(Given entries begins)

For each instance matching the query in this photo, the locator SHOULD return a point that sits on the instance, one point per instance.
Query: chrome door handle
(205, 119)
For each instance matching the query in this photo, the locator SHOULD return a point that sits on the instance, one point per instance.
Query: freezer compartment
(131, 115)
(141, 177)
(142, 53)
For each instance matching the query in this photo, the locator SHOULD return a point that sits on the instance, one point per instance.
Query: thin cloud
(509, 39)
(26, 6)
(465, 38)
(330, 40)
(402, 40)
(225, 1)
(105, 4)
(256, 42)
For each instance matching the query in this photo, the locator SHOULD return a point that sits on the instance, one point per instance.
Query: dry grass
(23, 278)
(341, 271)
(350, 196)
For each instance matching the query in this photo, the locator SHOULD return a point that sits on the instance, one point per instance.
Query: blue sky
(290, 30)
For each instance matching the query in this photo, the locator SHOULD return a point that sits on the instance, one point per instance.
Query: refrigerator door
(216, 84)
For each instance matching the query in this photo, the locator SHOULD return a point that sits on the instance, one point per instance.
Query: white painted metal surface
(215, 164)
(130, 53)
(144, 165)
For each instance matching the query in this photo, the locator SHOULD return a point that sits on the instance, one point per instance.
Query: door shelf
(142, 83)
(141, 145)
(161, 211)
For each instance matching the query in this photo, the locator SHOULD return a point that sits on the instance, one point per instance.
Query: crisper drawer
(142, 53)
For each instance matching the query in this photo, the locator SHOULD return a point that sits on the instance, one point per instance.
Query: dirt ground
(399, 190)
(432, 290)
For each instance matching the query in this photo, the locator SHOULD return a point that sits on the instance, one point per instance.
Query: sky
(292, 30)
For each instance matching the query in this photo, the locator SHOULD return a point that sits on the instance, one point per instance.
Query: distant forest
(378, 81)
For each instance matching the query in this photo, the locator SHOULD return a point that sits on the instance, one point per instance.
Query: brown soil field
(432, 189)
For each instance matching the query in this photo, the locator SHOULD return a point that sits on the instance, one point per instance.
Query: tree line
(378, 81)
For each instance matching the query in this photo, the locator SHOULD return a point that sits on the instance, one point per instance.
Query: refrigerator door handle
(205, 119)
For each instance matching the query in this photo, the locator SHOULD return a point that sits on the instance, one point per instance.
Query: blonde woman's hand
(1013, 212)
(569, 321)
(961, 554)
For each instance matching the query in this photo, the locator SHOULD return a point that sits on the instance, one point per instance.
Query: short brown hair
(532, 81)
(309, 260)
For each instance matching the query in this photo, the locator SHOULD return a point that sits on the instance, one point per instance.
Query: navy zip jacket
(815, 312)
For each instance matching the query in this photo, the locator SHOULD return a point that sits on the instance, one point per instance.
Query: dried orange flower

(Given entries ends)

### Task item
When you output the entries, keep every word exactly as it stands.

### Your response
For each instance matching the query in this photo, the locator SHOULD return a point that sits on the instance, one point per instance.
Query: chrome door handle
(205, 119)
For each instance matching the query in this photo, the locator SHOULD return a point that sits on the instance, one point per instance.
Query: freezer compartment
(131, 115)
(141, 177)
(142, 53)
For each instance matching the query in this photo, the locator SHOULD return a point that sits on the instance, one point per instance.
Query: thin cloud
(509, 39)
(26, 6)
(465, 38)
(330, 40)
(402, 40)
(225, 1)
(105, 4)
(256, 42)
For each instance matching the query in this photo, the locator SHOULD return a point that sits on the instance, one point per instance.
Query: dry grass
(23, 278)
(341, 271)
(350, 196)
For each instance matching the query in this photo, the locator SHOULD return a point that sits on the instance, one point per instance.
Query: blue sky
(290, 30)
For each instance matching the query in this photo, the locator SHOULD return a point that sits on the instance, one point per instance.
Query: refrigerator door
(216, 84)
For each instance matching the query in this photo, the locator SHOULD return a point that sits on the instance, one point per instance.
Query: white painted metal surface
(215, 164)
(130, 53)
(144, 165)
For each instance matching the query in this photo, the locator SHOULD return a point that sits on the instance, one point per instance.
Query: door shelf
(142, 83)
(141, 145)
(161, 211)
For each instance matching the query in this photo, the locator SHOULD return a point that sits on the instance, one point per instance.
Query: crisper drawer
(142, 53)
For each instance matching the query in this photo, the locator SHOULD return a point that sits on the instance, one point per instance.
Query: dirt ground
(399, 190)
(432, 290)
For each instance matching the query in this photo, the locator SHOULD return a point that sits on the instance, one point per instance.
Query: sky
(292, 30)
For each instance matching the query in this photo, the locator SHOULD return a point that sits on the instance, one point per instance.
Query: distant forest
(378, 81)
For each instance matching the query in this photo, the locator SHOULD return a point that sits on the instance, one point per instance.
Query: brown soil field
(432, 189)
For each instance matching the query in this photo, the locator SHOULD return a point that sits on the instance, one point per instance.
Query: tree line
(378, 81)
For each instance matching the query in this photo, the locator SHOULD return a point that sits on the instance, one point per instance.
Query: refrigerator door handle
(205, 119)
For each instance matching the query in this photo, the locator SHOULD return a point that sits on the instance, one point per instance.
Query: blonde woman's hand
(1013, 212)
(569, 321)
(961, 554)
For each instance matching the query in this photo, the locator SHOULD return a point that sits on the instance, one point per instance.
Query: short brown hair
(532, 81)
(309, 260)
For each instance matching the query in this photo, the locator SHOULD return a point that sits on the instance, one point per instance.
Query: navy zip jacket
(815, 312)
For each instance matching the query in this photo, the locator SHOULD return a point that sits on the instance, one point per instance.
Query: dried orange flower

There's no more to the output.